──────── Source extract ────────

Many say that movement is the key to making long airline flights bearable. Photo / 123RF
Surviving long-haul flights wasn't Akshay Nanavati's top concern as a Marine. Nanavati, who served as a communication liaison in Iraq, worried more about what would happen after the 15-hour trip from San Diego to Baghdad.
"We had to hit the ground running," remembers Nanavati, now a consultant based in Basking Ridge, New Jersey.
He made it through his tour of duty, but his capacity for enduring long flights with equanimity did not. After a recent 18-hour flight from New York to Bangalore, "I arrived in India groggy," he recalls. "I couldn't work or spend quality time with my family for two full days."
Sitting motionless in a pressurised aluminum tube for hours at a time can take a heavy toll on your body. Potential side effects include dehydration, fatigue and an increased risk of deep vein thrombosis, a potentially fatal condition. At the same time, we are all spending more time on planes. For example, a nonstop flight from New York to Houston takes about four hours - a flight that took only 2 and a half hours in 1973. Why? Planes are flying slower to save fuel, some airlines are padding their schedules to ensure on-time arrivals, and there's just a lot more air traffic.
New research conducted by the University of Sydney's Charles Perkins Centre is taking an interdisciplinary approach to preventing the fatigue associated with marathon flights. Scientists are reviewing issues including nutrition, physical activity and sleep, hoping to help travelers avoid reactions like Nanavati's.

──────── Source data ────────

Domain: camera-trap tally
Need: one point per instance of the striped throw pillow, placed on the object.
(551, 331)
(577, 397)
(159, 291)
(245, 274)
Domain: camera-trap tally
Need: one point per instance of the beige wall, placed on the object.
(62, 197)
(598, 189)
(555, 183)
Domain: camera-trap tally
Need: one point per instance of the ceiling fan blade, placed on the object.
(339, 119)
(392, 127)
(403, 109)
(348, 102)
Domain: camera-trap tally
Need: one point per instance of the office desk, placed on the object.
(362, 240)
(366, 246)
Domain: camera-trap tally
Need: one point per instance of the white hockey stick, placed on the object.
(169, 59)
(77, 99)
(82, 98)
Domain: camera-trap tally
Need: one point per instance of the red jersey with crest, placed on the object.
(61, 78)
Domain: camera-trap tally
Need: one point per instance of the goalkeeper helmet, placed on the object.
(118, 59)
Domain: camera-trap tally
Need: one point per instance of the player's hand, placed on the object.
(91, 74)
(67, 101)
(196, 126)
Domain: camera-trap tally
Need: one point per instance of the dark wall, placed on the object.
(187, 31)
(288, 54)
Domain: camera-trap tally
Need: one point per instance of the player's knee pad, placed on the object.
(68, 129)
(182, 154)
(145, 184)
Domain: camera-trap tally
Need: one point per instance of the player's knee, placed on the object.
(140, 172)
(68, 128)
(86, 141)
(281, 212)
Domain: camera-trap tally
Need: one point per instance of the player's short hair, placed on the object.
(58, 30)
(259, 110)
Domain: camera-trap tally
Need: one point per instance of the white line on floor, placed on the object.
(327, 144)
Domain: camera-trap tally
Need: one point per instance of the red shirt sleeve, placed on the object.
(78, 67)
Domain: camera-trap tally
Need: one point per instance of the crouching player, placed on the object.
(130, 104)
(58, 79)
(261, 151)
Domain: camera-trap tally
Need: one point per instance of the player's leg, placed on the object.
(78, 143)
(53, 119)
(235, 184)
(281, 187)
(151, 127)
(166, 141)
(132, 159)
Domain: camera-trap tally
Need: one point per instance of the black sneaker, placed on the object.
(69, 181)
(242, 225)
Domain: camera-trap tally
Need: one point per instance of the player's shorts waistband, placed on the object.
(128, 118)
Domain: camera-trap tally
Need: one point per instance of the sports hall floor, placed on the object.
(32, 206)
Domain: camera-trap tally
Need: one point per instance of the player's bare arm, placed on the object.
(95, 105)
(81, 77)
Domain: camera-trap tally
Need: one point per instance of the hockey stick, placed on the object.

────────

* **What is needed**:
Sum up the passage on long-haul flights in two sentences. These stored data entries have no connection to the passage.

* **Output of the exercise**:
Sitting still on long flights can cause dehydration, fatigue and a higher risk of deep vein thrombosis, and travelers now spend more time on planes because planes fly slower to save fuel, some airlines pad their schedules, and air traffic has grown. Researchers at the University of Sydney's Charles Perkins Centre are studying nutrition, physical activity and sleep to help travelers avoid the fatigue of marathon flights.